On a hot day, many people enjoy cooling off at the nearest body of water, be it a lake, river, or sea. While floating in the water might be relaxing, what lies below and around swimmers might make people consider sticking to dry land. Sea life, dangerous currents, and even chemical weapons could be lurking below water-goers, and dangerous storms could suddenly appear out of nowhere, creating large waves and extremely hazardous conditions.
While there's always a danger of drowning around any amount of water due to accidents, some bodies of water take danger to another level. Even accomplished swimmers and boaters may struggle in conditions in some areas, and the exceedingly high rates of fatality in these bodies of water prove they are some of the most dangerous. Danger doesn't always mean aggressive sea life or rip currents, however, and some lakes or seas may simply have an excess of contamination that can make people sick. A few even have bacteria so dangerous it's been known to claim lives. It's always important to follow water safety, watch for posted warnings, and listen to the instructions of lifeguards or the Coast Guard, but swimmers, boaters, and beach-goers visiting these spots should take extra care.
As part of the 1945 Potsdam Agreement, Allied forces took weapons away from Germany and dumped them into the Baltic Sea so no one could get their hands on them. Back then, no one apparently thought it was an issue to litter the sea with 65,000 tons of potenitally hazardous material. In 2013, scientists discovered that the sea bed off the coast of Poland contained trace amounts of mustard gas, meaning the hazardous material may finally be returning.
Researchers are not only concerned that the weapons are leaking, but they've also discovered hazardous materials in places where they shouldn't be. This means scientists have no idea exactly where the dangerous weapons are, and it will be that much harder to clean them up. Considering that the leaks taint the water and fish, thus contaminating the food chain, the forgotten WWII relics could pose a grave danger to the environment and anything, or anybody, in the water.
As a major tourist destination between Asia and Eastern Europe, millions of people visit the beaches, resorts, and islands of the Black Sea each year. The sea's surface may inspire many an Instagram photo, but beneath the surface water lies an area much creepier. The Black Sea is a meromictic body of water, which means it features separate layers of water that do not mix together.
While the water on the surface is friendly to visitors, the layer of water below it is completely devoid of oxygen. Nothing can survive in this zone, and creatures or ships that fall into the area take a long time to decompose. Shipwrecks and the remains of those who have drowned may still be seen hundreds of years after sinking. This gave rise to rumors and stories that the Black Sea is home to the deceased who lurk in its deep waters. When you really think about it, who wants to swim in that?

__INFORMATION__

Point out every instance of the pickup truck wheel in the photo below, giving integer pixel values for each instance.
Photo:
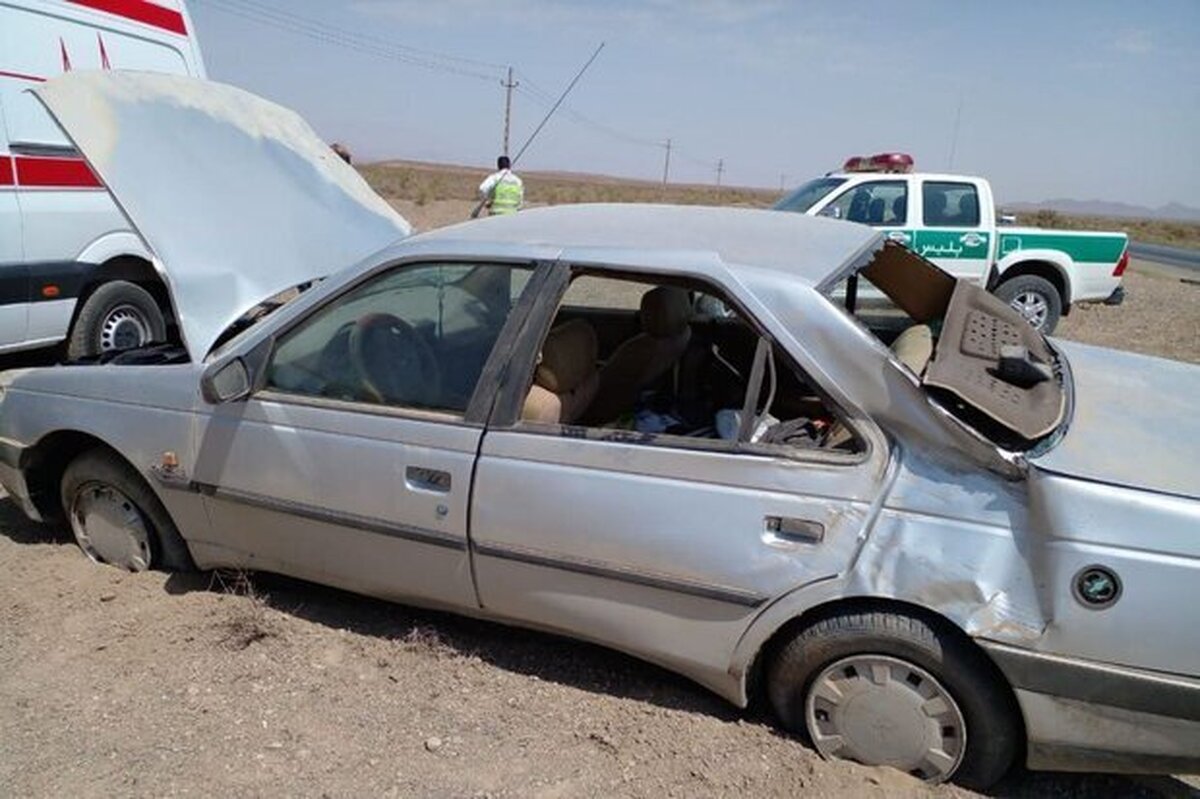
(117, 518)
(117, 316)
(1035, 298)
(892, 689)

__PROBLEM SET__
(a) Rewrite the paragraph of the article on dangerous bodies of water that begins "As part of the 1945 Potsdam Agreement" as a short bulleted list, keeping its main facts.
(b) Resume the article on dangerous bodies of water, starting after its last sentence.
The entries come from a different source than the article on dangerous bodies of water.

__RESULTS IN ORDER__
(a)
- Under the 1945 Potsdam Agreement, Allied forces took weapons from Germany and dumped them in the Baltic Sea so no one could get them.
- About 65,000 tons of potentially hazardous material went into the sea, which apparently was not seen as a problem at the time.
- In 2013, scientists found trace amounts of mustard gas in the sea bed off Poland's coast, a sign the material may be resurfacing.

(b)
Nestled between Israel, Jordan, and the West Bank, the Dead Sea is popular with tourists due to the lack of sharks and the high concentration of salt in its water, which allows swimmers to easily float. This unique feature has also led to stories that it's impossible to drown in its waters, but this is unfortunately not true. While swimmers floating on their backs may enjoy the buoyancy, if someone decides to swim facedown or trips and lands in the water face first, it could be dangerous.
Containing 10 times more salt than the ocean, the water of the Dead Sea is extremely dense. This is what allows people and objects to float, but it also hinders them from being able to maneuver in the water. People who wind up facedown will struggle to right themselves as the dense water won't allow them to move their lower body downward. It's also possible for swimmers to accidentally swallow some of the highly salty water, which could disrupt their balance of electrolytes, hurt their organs, and essentially poison them. Needing rescue from the Dead Sea is unfortunately relatively common, and lifeguards rescued 21 people from drowning in 2010 alone.
The warm waters of the Gulf of Mexico bring tourists and beach-goers to its shores every year, but little do they know that they might be swimming with flesh-eating bacteria. Because the water is warm and increases in temperature slightly each year due to global warming, bacteria like Vibrio vulnificus and Group A streptococcus have less difficulty growing. These bacteria and others thrive in the salty, warm water and tend to gather where rivers enter the gulf.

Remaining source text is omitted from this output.